Reproduce the records from the line with "long-eared owl? Thanks so much." up to and including the line with "[81,73,225,326]", putting "cedar" in place of "juniper" and leaving all else unchanged.

* [MATERIAL FOR THE TASK]:
- - -
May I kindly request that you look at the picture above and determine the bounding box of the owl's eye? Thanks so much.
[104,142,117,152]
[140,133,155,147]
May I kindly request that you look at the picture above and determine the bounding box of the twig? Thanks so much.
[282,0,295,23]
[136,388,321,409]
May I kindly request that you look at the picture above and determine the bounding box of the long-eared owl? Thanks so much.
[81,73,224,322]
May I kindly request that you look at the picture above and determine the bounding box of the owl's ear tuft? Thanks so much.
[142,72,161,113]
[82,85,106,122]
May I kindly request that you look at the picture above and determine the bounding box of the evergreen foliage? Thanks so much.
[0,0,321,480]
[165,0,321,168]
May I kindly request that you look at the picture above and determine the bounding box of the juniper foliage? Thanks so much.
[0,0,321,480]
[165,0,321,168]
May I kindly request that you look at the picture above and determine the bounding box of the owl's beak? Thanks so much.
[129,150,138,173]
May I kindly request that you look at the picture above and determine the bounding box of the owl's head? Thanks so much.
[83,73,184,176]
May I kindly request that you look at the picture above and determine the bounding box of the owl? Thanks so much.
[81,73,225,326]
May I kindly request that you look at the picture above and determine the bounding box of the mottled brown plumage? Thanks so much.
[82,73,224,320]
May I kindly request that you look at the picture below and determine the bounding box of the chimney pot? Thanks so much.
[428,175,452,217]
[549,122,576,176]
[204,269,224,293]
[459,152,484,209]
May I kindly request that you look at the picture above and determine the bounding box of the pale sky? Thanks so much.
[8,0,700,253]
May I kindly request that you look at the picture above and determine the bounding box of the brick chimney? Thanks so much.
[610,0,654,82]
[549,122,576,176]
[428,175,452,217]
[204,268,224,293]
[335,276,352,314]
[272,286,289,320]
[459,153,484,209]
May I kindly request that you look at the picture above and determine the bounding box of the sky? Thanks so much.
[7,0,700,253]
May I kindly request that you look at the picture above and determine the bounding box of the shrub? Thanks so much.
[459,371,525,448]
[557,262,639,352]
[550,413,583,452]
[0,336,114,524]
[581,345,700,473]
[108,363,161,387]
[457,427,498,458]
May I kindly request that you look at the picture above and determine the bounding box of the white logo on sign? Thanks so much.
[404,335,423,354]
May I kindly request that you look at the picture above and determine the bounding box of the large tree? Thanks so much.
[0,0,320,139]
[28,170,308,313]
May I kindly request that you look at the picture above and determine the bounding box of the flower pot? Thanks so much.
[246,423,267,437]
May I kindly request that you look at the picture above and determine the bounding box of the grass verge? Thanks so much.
- - -
* [SOLVED EXERCISE]:
May I kindly request that you look at the picture above and determine the bounding box of the long-eared owl? Thanks so much.
[81,73,224,322]
May I kindly request that you look at the picture above and determine the bounding box of the owl's ear tuft? Thanks so much.
[142,72,161,113]
[82,85,106,122]
May I kindly request that you look at the picture above and determine the bounding box of the evergreen foliage? Thanks so much.
[0,0,321,480]
[165,0,321,168]
May I kindly request that you look at the picture above and determine the bounding box of the cedar foliage? Thanks so much.
[0,0,321,480]
[165,0,321,168]
May I kindly request that you look at the picture above and determine the bounding box of the owl's beak? Thanks so much.
[129,150,138,173]
May I kindly request that you look at the picture above and determine the bounding box of the owl's head? Thanks so much.
[83,73,184,176]
May I kindly request that you look at the picture above and determine the bounding box of the owl? Thanks so much.
[81,73,225,326]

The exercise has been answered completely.